WORK REQUIRED
Continue the article about Ranbir Singh's school for slum children in Amritsar, starting right after its last sentence.

DOCUMENT TEXT

A young man has devoted his life to change the lives of underprivileged children in Amritsar. Now some Australian-Indian NRIs have joined hands with him to bring the change.
It was around 2010 when Ranbir Singh saw some young kids smoking and indulging in prohibited narcotics in a playground. The sight left the 20-year-young man disturbed and shocked. He wanted to do something to help these kids.
“I tried to talk to these kids out of drugs, but they took no heed. So I decided to work harder and started working with younger kids of the same area,” Singh told NRI Affairs.
A trained yoga practitioner, Ranbir Singh started teaching yoga and gymnastics to the kids who lived in the slums of Amritsar.
“I gathered 4-5 kids and started playing with them. That is how I started. But, in a month, we had more than 40 children joining our yoga sessions. Their parents also liked the idea and encouraged their kids. This encouraged my friends also, and they started volunteering with me,” Ranbir explains.
Soon, Ranbir and his friends had a big group of students eager to study and learn.
“We spoke to some local schools, and they agreed to take these kids as students with half the fee. So we raised some money and started sending the children to school. But in 2013, we noticed that the number of students was increasing rapidly and there were not enough schools to take these children.”
At this juncture, a formal arrangement was needed. So, these young men and women went to the leaders of the society and raised funds to start a school called Lotus Kindergarten.
“In 2014, we started our own school with the funds. This was a special school. We provided education, books, clothes, food, and everything else they needed to continue their studies. It’s been seven years, and our school continues to do that,” Ranbir shares with pride in his voice.
However, this journey has not been so easy. He says funds have always been an issue.

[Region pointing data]
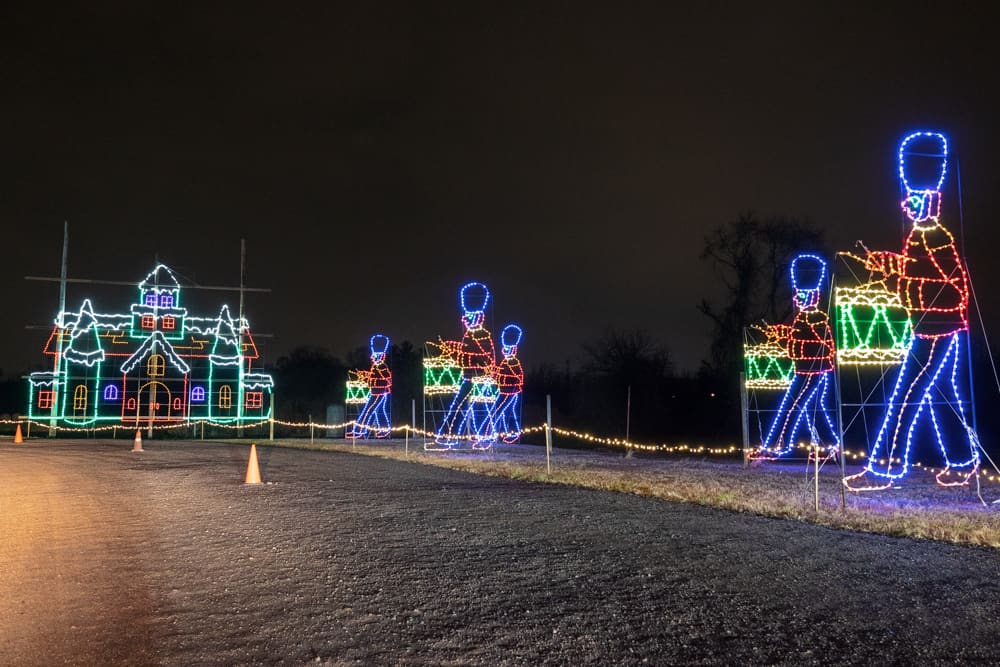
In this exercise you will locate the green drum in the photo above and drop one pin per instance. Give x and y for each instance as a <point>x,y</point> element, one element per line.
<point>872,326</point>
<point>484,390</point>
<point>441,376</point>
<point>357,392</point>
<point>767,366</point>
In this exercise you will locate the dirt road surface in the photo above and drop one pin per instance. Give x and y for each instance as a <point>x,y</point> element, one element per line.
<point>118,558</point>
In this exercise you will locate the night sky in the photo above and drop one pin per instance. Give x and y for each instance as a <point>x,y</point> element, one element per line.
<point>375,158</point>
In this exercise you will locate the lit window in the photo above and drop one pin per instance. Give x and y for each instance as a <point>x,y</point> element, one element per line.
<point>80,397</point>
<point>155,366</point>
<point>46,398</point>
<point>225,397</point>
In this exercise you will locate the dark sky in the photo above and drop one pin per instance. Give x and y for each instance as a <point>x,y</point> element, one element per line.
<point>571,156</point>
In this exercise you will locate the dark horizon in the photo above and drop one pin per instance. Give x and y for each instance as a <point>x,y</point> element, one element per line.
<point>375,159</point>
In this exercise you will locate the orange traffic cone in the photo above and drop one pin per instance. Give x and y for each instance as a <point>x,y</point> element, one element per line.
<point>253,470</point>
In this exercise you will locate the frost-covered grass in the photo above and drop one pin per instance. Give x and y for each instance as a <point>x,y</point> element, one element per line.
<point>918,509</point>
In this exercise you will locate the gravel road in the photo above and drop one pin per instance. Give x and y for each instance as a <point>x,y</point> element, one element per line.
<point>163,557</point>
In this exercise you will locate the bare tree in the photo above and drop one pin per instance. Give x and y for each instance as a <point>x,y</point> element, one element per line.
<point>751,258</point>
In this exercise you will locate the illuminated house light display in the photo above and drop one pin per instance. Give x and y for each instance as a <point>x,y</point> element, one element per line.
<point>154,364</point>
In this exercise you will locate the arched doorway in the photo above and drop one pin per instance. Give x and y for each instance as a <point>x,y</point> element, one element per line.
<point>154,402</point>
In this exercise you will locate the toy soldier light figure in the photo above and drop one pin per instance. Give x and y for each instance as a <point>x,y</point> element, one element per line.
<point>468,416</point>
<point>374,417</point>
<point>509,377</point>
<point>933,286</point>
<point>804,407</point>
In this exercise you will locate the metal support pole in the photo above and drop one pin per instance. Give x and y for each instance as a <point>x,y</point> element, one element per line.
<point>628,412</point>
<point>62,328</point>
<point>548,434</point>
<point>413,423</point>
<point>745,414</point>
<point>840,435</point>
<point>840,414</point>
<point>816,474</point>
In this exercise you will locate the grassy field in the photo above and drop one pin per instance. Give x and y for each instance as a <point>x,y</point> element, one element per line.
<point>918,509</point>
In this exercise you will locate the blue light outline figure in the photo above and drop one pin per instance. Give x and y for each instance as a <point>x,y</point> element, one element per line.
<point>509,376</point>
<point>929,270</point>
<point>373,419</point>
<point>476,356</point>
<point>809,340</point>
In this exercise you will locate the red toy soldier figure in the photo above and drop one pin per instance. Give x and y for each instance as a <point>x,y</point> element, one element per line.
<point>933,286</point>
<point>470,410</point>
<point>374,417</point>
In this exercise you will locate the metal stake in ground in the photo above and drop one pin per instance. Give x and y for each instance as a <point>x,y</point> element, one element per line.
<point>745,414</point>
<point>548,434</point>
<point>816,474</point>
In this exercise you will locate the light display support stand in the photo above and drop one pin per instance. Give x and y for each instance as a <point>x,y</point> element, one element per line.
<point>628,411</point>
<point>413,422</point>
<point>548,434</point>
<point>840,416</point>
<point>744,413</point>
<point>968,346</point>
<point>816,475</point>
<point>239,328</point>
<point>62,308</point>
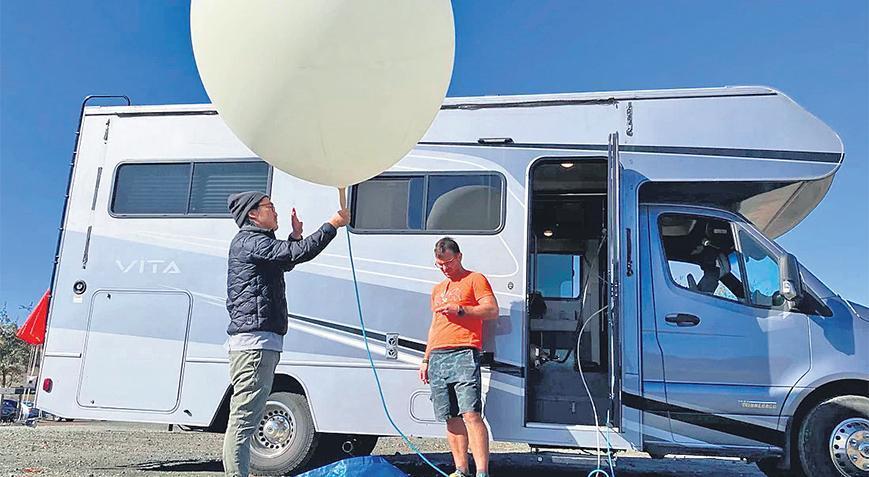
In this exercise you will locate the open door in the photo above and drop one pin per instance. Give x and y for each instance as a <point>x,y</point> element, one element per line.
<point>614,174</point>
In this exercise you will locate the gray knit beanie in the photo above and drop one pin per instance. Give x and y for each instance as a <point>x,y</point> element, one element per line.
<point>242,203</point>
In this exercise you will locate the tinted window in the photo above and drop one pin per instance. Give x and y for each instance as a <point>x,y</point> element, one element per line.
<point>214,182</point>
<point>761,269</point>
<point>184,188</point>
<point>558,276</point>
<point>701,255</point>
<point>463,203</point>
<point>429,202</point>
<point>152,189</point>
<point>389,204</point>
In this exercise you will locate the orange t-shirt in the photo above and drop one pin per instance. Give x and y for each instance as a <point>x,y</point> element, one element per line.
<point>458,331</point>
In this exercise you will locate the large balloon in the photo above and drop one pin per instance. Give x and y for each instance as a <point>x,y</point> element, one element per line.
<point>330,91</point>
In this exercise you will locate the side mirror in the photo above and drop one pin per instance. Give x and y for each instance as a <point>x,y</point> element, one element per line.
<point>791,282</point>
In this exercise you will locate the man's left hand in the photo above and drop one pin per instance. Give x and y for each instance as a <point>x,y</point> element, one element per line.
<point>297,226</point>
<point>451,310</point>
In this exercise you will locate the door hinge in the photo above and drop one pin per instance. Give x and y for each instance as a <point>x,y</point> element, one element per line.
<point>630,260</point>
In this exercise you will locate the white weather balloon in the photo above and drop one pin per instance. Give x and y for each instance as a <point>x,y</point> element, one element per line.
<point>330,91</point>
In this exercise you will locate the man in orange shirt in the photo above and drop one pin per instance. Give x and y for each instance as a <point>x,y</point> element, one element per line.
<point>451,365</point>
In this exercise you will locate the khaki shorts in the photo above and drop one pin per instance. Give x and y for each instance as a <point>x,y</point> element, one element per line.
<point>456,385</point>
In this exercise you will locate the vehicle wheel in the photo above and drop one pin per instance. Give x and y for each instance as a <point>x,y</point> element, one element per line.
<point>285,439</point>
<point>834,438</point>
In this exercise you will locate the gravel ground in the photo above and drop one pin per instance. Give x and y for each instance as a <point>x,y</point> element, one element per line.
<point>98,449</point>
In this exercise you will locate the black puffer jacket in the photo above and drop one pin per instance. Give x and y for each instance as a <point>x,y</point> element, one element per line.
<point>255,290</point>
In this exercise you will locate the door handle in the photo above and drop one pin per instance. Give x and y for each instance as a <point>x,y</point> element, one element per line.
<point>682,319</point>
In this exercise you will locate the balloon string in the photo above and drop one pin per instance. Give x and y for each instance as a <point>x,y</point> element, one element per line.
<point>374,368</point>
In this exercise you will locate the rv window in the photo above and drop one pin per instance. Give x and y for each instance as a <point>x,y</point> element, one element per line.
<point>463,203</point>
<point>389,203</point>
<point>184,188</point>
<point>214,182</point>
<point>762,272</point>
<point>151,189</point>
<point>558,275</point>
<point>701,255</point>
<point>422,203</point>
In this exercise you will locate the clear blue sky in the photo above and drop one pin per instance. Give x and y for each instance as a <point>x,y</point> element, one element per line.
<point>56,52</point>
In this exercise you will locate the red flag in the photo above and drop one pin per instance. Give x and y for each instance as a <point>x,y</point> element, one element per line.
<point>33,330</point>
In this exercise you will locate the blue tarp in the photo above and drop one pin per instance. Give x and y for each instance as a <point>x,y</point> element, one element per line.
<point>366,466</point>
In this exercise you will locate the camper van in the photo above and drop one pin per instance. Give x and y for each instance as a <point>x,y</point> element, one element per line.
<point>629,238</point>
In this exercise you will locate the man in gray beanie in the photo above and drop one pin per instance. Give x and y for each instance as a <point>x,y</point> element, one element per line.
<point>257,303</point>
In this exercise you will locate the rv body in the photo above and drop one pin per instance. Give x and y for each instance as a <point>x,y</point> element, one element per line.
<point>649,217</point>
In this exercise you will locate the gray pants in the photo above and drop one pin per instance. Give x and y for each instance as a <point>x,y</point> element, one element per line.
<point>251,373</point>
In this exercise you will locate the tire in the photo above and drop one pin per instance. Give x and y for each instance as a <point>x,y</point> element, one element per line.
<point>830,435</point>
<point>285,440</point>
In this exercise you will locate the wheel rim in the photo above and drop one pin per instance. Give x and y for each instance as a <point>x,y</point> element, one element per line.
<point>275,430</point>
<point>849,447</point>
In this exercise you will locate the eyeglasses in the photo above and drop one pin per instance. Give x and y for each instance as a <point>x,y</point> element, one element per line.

ANSWER TO THIS EXERCISE
Ranbir said, “We never have enough funds. The task at hand is huge, and we have meagre resources. We had a tough time during the COVID pandemic. We could not pay rent. We had to bring facilities to the students’ homes to continue their education. That needed extra resources.”
Ranbir lost his father to COVID and had to take the family business over, leaving him with less time to spare for the school.
A group of Australian-Indians have now stepped forward and have raised funds in Australia to help the school. ‘Tere Liye’ is a group of Australia-based volunteers who help people in need in whatever way possible. This group of philanthropists have been raising money to help keep the school going and growing in the future.
Another Australia-based humanitarian group ‘Kutumb’ has also raise over INR 100,000 for the school. Founder of ‘Kutumb’, Raj Garg says even if one person gets help, it makes a difference.
“Humble request to all to keep helping and serving mankind in any form through this platform or any other or even individually. I can guarantee your little help can make a big difference to mankind as long as we keep moving forward. I feel satisfied when I help someone even a little bit,” says Mr Garg.
Ranbir acknowledges the help he has received from the group.
“We want to change lives. More hands join, the better. These kids need us, and I am not going to let them go back to that playground to do drugs,” he promises.